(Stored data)

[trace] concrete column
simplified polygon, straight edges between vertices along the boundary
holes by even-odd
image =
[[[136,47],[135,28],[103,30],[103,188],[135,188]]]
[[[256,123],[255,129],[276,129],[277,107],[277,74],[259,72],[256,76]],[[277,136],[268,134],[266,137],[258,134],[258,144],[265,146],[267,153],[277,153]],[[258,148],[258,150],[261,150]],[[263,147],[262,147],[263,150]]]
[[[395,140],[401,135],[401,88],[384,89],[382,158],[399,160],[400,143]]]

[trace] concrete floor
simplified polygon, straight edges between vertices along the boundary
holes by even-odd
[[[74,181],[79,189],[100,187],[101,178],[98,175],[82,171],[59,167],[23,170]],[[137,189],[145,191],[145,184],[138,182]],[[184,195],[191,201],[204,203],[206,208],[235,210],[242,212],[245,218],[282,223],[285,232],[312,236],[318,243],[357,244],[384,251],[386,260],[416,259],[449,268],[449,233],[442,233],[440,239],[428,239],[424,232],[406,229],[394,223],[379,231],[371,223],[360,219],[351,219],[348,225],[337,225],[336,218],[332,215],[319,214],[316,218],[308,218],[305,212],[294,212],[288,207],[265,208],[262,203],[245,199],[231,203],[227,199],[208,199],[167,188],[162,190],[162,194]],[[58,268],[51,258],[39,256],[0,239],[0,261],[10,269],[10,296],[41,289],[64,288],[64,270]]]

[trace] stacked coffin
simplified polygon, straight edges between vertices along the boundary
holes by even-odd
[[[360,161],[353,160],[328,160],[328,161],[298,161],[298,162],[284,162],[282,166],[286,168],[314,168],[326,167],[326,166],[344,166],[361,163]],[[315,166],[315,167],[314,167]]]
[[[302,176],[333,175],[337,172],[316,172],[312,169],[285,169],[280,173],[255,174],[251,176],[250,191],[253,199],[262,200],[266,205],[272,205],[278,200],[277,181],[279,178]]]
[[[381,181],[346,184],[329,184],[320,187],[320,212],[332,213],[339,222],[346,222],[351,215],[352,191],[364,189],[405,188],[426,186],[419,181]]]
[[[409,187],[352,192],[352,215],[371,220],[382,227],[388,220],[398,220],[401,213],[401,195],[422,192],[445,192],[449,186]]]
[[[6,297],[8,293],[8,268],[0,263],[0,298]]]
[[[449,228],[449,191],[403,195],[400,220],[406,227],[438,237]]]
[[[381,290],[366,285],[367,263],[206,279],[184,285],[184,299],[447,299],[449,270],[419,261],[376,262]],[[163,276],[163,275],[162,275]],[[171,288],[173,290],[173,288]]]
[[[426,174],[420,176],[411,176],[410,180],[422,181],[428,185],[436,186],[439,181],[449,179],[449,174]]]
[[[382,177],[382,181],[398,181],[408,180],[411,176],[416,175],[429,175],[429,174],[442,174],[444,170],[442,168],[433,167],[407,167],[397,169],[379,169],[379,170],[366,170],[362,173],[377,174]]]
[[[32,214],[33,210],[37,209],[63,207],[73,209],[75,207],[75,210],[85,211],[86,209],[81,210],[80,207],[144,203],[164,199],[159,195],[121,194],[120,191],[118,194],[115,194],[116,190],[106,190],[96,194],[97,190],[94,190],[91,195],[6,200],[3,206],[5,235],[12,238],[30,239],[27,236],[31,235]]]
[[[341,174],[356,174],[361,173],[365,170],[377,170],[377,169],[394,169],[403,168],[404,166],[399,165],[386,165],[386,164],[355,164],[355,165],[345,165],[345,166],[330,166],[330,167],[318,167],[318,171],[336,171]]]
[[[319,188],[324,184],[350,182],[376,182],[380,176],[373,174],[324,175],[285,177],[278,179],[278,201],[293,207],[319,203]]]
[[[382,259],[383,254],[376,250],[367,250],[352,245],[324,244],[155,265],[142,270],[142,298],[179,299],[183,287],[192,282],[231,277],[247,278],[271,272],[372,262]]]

What to work on:
Count the lines in the records that contain the string "trace", and give only the number.

Result for this task:
3